• [Exercise directions]:
Reproduce the material below with every instance of "point" renamed to "coordinate", keeping everything else unchanged.

• [Exercise materials]:
START

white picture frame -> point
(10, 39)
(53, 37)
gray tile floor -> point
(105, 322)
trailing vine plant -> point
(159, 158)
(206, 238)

END

• [Task output]:
white picture frame -> coordinate
(10, 39)
(53, 37)
gray tile floor -> coordinate
(105, 322)
trailing vine plant -> coordinate
(159, 158)
(206, 238)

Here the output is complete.